WRITTEN TASK. Revise the lines starting at the one containing "For every instance of the white porch" and ending at the one containing "(1061, 249)" so that "house window" becomes "building window", leaving everything else unchanged. Return only those lines.
======
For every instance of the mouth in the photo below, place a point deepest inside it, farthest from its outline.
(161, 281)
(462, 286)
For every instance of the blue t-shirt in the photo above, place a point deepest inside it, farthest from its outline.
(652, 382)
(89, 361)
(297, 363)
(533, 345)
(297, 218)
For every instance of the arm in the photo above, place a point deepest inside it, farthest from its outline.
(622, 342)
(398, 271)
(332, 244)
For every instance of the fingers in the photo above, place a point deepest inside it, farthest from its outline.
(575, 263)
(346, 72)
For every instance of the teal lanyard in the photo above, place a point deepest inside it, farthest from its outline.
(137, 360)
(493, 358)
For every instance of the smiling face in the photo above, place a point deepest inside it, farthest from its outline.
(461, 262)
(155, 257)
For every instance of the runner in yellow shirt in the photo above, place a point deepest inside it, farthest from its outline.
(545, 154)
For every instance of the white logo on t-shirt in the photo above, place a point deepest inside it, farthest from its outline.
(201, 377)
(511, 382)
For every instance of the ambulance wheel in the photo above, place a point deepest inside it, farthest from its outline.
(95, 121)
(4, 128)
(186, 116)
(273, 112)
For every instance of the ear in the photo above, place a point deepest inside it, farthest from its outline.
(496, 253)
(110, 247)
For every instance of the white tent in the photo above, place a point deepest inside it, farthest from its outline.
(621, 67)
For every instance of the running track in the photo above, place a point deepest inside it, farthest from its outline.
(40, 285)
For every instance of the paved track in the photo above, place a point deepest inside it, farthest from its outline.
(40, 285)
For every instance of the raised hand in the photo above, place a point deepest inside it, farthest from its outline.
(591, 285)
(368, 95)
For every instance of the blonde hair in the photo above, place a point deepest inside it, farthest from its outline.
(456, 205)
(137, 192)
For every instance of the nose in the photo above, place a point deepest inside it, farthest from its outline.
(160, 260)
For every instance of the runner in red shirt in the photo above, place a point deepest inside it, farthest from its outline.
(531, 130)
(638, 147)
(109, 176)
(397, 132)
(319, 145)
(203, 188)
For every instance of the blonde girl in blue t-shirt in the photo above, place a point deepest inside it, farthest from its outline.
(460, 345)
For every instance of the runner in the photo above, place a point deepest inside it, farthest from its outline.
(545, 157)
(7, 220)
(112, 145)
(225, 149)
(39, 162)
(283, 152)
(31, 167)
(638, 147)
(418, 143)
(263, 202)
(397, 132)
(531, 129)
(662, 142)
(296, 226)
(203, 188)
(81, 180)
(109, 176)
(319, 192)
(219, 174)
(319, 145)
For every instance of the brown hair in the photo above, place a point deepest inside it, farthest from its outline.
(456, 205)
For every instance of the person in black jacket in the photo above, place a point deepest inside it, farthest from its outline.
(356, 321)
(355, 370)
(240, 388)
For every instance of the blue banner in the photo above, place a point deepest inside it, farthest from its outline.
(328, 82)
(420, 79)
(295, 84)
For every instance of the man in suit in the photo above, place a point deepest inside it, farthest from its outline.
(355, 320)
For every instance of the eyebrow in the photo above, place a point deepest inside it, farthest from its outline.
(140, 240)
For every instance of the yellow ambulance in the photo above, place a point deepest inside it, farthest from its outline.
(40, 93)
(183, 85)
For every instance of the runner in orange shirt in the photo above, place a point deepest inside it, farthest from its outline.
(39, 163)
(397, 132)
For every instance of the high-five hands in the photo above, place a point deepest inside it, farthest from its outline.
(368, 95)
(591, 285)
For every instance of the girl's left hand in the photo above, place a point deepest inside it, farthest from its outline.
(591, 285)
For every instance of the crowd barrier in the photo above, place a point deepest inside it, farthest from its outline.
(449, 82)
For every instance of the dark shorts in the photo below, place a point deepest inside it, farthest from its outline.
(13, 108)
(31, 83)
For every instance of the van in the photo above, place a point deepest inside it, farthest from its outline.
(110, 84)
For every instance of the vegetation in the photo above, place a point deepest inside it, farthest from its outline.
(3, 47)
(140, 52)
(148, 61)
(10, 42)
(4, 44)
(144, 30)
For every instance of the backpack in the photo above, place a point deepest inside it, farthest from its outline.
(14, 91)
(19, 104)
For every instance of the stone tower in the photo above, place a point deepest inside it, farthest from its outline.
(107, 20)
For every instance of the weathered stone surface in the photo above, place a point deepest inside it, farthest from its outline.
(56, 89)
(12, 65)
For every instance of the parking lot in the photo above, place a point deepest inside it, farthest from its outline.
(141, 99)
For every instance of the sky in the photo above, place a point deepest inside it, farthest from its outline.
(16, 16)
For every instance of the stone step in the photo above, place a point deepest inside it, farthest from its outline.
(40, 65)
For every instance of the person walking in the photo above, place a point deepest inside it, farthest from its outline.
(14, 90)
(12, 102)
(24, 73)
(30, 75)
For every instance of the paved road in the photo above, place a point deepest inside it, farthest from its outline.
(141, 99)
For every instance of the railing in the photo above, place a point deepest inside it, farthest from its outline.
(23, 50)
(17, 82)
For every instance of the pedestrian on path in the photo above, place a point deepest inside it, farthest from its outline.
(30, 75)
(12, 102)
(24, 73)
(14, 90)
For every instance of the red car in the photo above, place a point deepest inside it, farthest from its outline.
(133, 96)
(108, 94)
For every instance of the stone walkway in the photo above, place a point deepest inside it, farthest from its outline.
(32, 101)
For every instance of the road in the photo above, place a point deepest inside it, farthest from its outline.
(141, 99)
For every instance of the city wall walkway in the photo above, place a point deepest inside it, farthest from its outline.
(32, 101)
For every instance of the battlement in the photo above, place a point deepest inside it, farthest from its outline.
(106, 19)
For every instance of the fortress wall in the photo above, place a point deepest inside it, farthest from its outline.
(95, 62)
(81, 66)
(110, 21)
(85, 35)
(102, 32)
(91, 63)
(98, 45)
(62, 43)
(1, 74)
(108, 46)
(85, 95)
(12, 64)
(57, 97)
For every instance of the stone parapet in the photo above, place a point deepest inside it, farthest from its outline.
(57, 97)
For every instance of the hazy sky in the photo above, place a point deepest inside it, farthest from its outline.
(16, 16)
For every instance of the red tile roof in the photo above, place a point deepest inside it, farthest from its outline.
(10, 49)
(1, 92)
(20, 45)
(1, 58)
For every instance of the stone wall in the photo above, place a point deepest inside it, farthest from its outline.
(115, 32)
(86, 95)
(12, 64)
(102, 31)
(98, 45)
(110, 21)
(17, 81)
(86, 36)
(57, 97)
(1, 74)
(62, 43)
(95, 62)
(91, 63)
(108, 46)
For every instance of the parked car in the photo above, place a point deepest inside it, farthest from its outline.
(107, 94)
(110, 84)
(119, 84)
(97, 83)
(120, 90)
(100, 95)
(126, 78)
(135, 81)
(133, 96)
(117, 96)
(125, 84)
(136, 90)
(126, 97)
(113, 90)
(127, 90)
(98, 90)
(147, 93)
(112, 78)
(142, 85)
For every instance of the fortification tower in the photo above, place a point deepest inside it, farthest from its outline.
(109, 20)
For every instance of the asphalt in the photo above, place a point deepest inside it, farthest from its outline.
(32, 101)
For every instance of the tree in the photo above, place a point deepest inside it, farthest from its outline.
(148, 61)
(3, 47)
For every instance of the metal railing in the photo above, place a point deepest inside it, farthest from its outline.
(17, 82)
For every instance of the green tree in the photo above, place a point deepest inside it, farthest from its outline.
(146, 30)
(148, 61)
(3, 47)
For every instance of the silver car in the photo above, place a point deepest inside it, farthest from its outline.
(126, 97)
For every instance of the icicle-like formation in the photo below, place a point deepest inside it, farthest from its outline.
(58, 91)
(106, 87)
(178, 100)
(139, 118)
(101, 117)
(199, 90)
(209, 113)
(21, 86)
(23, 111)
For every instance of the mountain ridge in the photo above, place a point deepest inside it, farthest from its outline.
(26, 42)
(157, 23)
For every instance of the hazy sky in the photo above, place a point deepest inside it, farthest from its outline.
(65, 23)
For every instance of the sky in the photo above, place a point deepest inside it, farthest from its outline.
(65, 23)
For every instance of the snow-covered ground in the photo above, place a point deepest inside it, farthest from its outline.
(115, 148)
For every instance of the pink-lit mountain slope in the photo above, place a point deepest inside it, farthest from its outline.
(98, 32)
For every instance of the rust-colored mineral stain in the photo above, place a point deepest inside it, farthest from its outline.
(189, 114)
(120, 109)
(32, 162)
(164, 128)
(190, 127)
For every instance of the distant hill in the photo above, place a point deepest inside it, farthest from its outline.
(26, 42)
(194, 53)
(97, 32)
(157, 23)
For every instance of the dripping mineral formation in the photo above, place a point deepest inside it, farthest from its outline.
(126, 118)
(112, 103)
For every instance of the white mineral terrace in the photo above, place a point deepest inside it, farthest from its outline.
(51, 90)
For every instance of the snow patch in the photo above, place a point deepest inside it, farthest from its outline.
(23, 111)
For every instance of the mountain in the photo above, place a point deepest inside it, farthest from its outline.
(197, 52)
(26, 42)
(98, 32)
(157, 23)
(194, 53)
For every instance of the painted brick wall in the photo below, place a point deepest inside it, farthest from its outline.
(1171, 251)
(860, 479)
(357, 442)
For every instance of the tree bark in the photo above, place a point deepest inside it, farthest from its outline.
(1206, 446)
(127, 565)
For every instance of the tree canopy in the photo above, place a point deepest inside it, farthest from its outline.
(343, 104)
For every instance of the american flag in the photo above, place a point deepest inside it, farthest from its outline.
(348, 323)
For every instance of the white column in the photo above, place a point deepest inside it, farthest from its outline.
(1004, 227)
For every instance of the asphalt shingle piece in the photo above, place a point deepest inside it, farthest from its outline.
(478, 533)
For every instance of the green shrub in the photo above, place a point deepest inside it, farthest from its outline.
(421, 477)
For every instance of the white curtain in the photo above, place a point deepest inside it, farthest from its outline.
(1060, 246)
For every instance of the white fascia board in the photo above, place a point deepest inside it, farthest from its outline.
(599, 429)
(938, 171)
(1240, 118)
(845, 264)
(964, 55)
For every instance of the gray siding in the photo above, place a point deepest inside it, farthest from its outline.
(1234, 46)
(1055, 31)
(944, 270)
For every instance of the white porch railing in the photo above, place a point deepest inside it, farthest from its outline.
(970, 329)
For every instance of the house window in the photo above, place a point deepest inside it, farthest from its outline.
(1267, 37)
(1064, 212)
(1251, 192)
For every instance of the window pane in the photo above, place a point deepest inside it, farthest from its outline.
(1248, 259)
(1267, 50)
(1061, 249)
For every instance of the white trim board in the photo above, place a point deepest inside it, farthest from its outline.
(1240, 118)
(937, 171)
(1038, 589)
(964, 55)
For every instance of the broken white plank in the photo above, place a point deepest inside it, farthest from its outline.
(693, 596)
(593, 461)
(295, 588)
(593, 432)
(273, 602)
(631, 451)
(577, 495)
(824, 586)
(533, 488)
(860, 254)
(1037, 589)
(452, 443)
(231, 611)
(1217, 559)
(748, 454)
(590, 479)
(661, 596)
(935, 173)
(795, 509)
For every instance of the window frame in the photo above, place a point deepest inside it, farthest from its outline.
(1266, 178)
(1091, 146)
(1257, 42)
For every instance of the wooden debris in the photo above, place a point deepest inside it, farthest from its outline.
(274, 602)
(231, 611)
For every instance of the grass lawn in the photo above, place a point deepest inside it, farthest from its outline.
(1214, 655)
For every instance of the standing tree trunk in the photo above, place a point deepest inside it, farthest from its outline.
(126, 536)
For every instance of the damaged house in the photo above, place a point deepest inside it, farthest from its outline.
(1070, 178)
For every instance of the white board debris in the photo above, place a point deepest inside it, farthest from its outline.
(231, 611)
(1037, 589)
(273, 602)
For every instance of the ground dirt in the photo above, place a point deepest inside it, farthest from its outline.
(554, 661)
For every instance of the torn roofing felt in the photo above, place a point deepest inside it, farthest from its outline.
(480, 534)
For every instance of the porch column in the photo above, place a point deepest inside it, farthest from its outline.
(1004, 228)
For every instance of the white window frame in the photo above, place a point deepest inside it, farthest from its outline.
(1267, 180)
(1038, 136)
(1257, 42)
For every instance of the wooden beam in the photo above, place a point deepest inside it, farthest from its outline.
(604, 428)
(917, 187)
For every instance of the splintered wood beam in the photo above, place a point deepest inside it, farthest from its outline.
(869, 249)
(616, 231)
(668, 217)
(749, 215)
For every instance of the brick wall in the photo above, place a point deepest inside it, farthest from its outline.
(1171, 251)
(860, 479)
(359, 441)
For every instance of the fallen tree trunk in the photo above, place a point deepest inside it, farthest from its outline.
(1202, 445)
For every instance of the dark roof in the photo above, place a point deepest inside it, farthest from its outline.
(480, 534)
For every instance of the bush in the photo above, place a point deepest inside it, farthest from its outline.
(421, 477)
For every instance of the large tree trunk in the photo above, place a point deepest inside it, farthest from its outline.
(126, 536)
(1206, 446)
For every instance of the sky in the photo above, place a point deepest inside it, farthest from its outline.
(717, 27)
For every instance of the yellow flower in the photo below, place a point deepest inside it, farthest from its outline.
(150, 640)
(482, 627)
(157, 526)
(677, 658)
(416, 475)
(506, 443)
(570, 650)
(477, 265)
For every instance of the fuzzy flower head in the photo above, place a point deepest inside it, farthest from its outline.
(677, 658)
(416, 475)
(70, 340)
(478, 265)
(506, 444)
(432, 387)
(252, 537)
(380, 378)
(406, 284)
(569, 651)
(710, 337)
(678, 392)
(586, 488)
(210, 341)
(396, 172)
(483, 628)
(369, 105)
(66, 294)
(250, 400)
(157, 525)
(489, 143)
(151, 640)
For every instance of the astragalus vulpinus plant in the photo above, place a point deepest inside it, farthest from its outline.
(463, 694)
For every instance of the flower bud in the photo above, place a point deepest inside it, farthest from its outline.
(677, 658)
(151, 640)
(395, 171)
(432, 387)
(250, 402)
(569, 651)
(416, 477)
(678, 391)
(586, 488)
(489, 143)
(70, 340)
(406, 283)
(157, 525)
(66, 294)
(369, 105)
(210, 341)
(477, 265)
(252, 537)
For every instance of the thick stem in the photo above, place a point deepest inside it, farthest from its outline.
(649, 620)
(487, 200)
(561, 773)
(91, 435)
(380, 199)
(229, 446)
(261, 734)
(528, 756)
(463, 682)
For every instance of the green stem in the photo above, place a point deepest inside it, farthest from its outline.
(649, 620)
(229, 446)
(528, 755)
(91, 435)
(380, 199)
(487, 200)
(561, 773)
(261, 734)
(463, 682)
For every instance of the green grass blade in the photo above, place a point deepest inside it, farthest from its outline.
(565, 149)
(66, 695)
======
FINISHED ANSWER.
For every instance of the white porch railing in the photo above, place a point deepest inside it, farthest from its outline.
(970, 329)
For every instance of the building window in the photo above, place a point deepest inside it, farthest from its outline.
(1267, 37)
(1064, 212)
(1251, 192)
For every instance of the window pane in the photo above, place a point deepest inside it, farthest from its outline.
(1248, 259)
(1267, 50)
(1061, 249)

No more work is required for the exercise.